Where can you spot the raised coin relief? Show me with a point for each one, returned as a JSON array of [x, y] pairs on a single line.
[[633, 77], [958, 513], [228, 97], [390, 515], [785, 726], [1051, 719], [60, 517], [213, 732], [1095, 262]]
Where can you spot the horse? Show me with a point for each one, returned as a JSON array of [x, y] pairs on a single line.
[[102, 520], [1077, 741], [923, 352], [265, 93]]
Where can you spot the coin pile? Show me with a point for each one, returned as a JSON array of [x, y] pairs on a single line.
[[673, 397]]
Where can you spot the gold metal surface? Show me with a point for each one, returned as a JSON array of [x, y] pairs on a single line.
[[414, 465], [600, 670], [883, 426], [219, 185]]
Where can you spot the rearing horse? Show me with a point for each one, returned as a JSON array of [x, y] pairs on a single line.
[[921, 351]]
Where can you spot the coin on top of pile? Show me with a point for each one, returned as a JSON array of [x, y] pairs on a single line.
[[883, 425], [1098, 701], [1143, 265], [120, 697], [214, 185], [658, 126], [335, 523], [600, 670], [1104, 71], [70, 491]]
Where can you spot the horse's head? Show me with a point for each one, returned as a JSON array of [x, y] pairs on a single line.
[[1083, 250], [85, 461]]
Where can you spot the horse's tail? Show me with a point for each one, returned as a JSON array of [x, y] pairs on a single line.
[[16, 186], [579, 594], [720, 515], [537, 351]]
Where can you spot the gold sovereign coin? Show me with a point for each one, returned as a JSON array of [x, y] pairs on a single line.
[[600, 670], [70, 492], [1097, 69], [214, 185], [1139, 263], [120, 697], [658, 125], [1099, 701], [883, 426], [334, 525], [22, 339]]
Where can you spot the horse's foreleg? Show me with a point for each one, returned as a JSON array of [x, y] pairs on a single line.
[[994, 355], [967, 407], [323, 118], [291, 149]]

#### [PROBLEM DESCRIPTION]
Copy every item above word for word, including each answer line with its coordinates.

#### [FULL SOLUTION]
Where can you spot the raised coin relief? Show me with a point for each one, returned as a JSON array of [x, y] pairs on a single line.
[[633, 77], [958, 513], [228, 97], [390, 515], [785, 726], [1051, 719], [60, 517], [213, 732], [1095, 262]]
Where can you spot the horse? Show me with a point for each one, returned as a JSON array of [x, y] pairs on a single line.
[[102, 520], [1077, 741], [923, 352], [265, 93]]
Where can you spot the coin pile? Show me with a point for each one, returned as a JSON array of [x, y] pairs on a single line.
[[673, 397]]
Where can you spot the gold metal surface? Show me with a point for each one, returned as a JSON array of [x, y] pairs on a single line.
[[414, 465], [600, 670], [883, 426], [219, 185]]
Where can you spot the rearing horse? Show me with a point for each one, returned as a JSON array of [x, y] pairs on a single line.
[[921, 351]]
Where can you spot the coin on top of pile? Show me with a point for each one, returned as a JSON array of [x, y] pairs on a single line.
[[883, 425], [1098, 701], [1143, 265], [120, 697], [214, 185], [658, 126], [335, 523], [600, 670], [1104, 71], [70, 491]]
Where can you spot the horse's head? Show me with a point for each one, returned as a JSON array of [x, y] pairs on a single line.
[[1083, 250], [85, 461]]
Where can you spot the horse's tail? Show me with a point for each one, returned as a JSON array of [x, y] pairs on a single line.
[[16, 186], [579, 594], [720, 515], [537, 351]]
Where can you spot the gold sovereign coin? Show me with a point for each one, returned as a JSON array of [x, y] pairs on a single line.
[[600, 670], [70, 492], [1097, 69], [214, 185], [1139, 263], [120, 697], [658, 125], [1099, 701], [883, 426], [334, 525], [22, 339]]
Where can you spot the horse's foreleg? Show me with a point for each one, returned as a JSON array of [x, y] pairs on a single line.
[[994, 355], [967, 407], [323, 118], [291, 149]]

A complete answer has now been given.